• Descrição do exercício: Reproduza, sem alterações, tudo o que vai de "Além disso, outro" até "Copa do Mundo." no texto sobre as interfaces cérebro-máquina.

• Trecho do documento:
------------------------------------------------------------
Recentemente, a atenção internacional voltou-se para a interface cérebro-computador quando Elon Musk, fundador da Neuralink, implantou um chip em um paciente, alegando um avanço pioneiro e significativo. No mesmo momento, diversas manchetes passaram a estampar as redes com os dizeres “Neuralink faz 1º implante de chip cerebral em humano.”
Nicolelis, no entanto, desafia essa narrativa, destacando suas próprias realizações. “Não existe pioneirismo nisso, já que nós fizemos o mesmo em 1999 com onze pacientes”.
Apesar dessa reivindicação, o doutor afirma que o maior problema é a condução sensacionalista do tema, já que se é falado sobre todos os benefícios, mas pouco se fala sobre os riscos. “É difícil pensar em uma comunicação séria quando pessoas como o Elon Musk publicam algumas frases no X sem nenhuma informação, nenhum dado e as pessoas acreditam veementemente. É uma injustiça com os verdadeiros profissionais, mas também com a população em geral, que não sabe da profundidade e risco de uma cirurgia invasiva como essa. Mas eu te pergunto: como competir com o dono do Twitter?”
Segundo o neurocirurgião, na medicina existem 3 preceitos básicos: é necessário tomar medidas para evitar ou minimizar qualquer dano que possa surgir como resultado de tratamentos ou procedimentos médicos, é essencial que seja acessível e precisa ser eficaz. Para ele, a comunicação sobre a tecnologia não está sendo bem abordada, já que os custos são extremamente elevados, a cirurgia de implementação requer assumir diversos riscos e pode não ser eficaz, já que existem medidas não invasivas para se chegar no mesmo resultado.
Além disso, outro preceito da medicina é a autonomia do paciente, princípio que enfatiza o respeito pela capacidade do paciente de tomar suas próprias decisões sobre sua saúde. Segundo Nicolelis, ao longo dos últimos dez anos, nenhum paciente queria ser implantado, por estarem inteirados dos riscos de uma cirurgia invasiva como esta.
Democratização da ciência
Percebendo a necessidade da criação de uma tecnologia mais acessível e não invasiva, o neurocirurgião dedicou os últimos anos no projeto que foi apresentado em 2014, na Copa do Mundo.
“As interfaces cérebro-máquina não-invasivas que testamos conseguiram ajudar os pacientes de modo crônico, fazendo com que eles recuperassem movimentos de forma parcial, voltassem a sentir determinadas partes do corpo, algo que nunca tinha sido feito em décadas de pesquisa e tratamentos de lesões medulares”, afirma Nicolelis.
------------------------------------------------------------
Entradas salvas
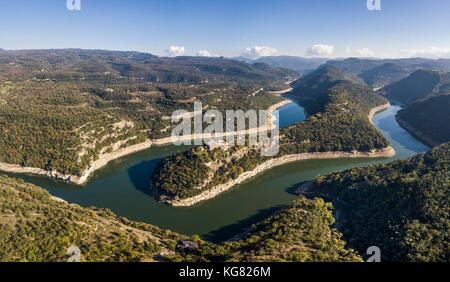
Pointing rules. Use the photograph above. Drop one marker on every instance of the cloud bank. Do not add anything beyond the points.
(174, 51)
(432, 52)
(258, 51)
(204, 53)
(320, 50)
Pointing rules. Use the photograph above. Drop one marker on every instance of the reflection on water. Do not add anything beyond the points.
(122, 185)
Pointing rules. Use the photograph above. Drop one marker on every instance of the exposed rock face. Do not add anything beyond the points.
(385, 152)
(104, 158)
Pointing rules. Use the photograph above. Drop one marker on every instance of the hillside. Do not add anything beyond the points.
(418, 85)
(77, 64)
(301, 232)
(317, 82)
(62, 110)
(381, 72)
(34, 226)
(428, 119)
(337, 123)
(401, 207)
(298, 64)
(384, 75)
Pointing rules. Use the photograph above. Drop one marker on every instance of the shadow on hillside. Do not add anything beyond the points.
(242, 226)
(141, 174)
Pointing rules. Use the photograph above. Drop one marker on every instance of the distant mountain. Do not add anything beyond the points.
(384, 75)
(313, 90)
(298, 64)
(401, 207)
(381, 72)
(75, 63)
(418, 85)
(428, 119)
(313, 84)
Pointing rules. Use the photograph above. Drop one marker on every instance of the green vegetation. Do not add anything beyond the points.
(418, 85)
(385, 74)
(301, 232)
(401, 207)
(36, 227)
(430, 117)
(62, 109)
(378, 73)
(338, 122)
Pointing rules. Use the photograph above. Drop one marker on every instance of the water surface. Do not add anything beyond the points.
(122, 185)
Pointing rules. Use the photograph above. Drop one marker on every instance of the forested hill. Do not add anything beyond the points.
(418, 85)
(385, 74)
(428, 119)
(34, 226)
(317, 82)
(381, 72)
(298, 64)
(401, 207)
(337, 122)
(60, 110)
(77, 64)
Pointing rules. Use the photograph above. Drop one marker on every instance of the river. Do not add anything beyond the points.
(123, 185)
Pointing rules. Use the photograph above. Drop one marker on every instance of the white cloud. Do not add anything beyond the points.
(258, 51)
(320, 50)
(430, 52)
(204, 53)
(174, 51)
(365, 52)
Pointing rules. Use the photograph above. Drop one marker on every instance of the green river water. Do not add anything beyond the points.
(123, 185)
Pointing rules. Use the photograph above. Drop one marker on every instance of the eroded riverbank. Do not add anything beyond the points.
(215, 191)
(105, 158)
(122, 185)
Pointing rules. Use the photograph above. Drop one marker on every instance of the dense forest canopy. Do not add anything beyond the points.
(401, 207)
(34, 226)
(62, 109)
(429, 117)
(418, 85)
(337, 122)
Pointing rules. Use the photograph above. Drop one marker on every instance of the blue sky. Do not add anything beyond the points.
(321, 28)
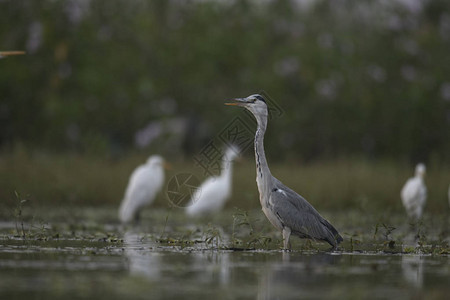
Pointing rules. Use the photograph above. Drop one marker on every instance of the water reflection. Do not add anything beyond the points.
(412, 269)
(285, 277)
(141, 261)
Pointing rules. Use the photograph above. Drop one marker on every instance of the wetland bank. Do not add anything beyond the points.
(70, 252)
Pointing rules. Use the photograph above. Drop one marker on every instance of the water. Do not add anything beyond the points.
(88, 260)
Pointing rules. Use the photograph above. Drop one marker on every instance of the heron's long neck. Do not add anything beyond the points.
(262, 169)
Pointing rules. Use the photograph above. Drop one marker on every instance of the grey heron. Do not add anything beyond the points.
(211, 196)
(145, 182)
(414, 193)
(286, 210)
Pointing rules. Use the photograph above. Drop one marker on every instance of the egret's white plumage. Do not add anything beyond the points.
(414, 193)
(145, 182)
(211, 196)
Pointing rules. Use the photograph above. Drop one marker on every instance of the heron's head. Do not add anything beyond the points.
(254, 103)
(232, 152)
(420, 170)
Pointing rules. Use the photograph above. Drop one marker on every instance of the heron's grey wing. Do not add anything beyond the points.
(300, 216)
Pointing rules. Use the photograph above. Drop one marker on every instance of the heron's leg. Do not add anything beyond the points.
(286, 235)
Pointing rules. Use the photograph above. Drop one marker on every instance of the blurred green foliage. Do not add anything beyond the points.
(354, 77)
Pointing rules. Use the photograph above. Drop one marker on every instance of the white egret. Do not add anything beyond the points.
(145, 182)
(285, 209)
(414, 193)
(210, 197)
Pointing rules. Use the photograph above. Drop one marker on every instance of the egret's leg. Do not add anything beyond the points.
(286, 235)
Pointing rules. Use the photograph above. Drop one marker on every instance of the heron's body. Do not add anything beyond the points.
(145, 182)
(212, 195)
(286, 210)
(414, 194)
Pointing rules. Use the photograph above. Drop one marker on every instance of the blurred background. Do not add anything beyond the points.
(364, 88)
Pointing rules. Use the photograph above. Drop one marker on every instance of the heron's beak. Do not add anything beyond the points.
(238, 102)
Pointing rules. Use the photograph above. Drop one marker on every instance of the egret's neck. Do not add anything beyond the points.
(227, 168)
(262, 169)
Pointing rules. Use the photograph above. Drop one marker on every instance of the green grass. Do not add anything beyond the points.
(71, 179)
------------------------------------------------------------
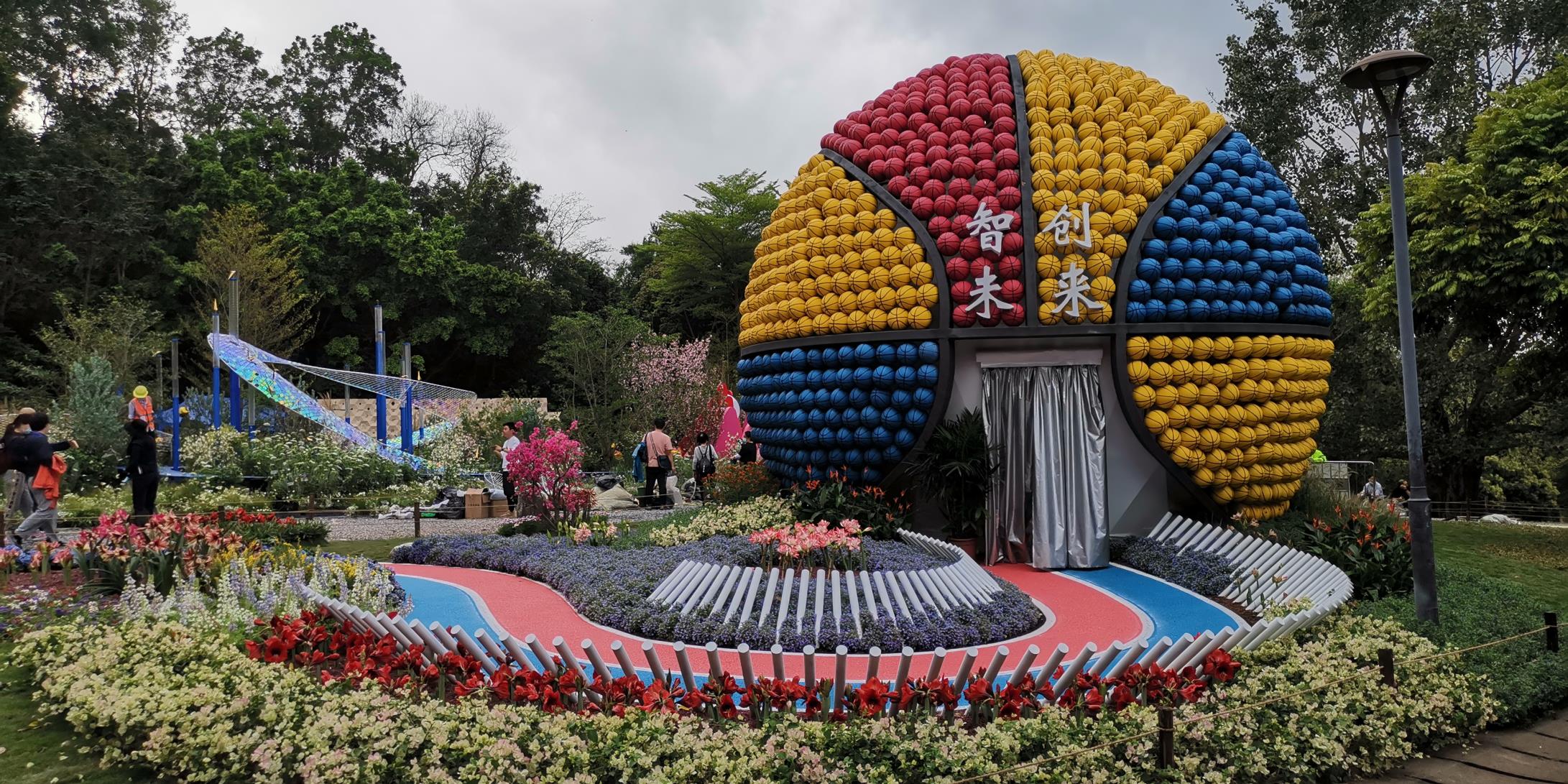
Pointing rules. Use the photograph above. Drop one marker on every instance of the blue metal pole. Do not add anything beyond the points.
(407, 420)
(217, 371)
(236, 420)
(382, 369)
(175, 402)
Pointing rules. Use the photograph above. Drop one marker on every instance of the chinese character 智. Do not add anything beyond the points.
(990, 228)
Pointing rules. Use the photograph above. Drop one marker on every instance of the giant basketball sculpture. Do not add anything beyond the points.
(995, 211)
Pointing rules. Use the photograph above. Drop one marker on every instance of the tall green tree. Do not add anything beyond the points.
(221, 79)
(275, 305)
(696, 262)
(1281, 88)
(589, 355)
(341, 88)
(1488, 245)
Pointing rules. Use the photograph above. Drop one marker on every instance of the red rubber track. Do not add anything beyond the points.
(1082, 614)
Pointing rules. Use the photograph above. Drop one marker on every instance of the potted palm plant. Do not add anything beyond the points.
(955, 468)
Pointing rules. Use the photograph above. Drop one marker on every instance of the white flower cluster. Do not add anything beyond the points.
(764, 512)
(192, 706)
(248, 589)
------------------------------------------------------------
• A resposta:
Além disso, outro preceito da medicina é a autonomia do paciente, princípio que enfatiza o respeito pela capacidade do paciente de tomar suas próprias decisões sobre sua saúde. Segundo Nicolelis, ao longo dos últimos dez anos, nenhum paciente queria ser implantado, por estarem inteirados dos riscos de uma cirurgia invasiva como esta.
Democratização da ciência
Percebendo a necessidade da criação de uma tecnologia mais acessível e não invasiva, o neurocirurgião dedicou os últimos anos no projeto que foi apresentado em 2014, na Copa do Mundo.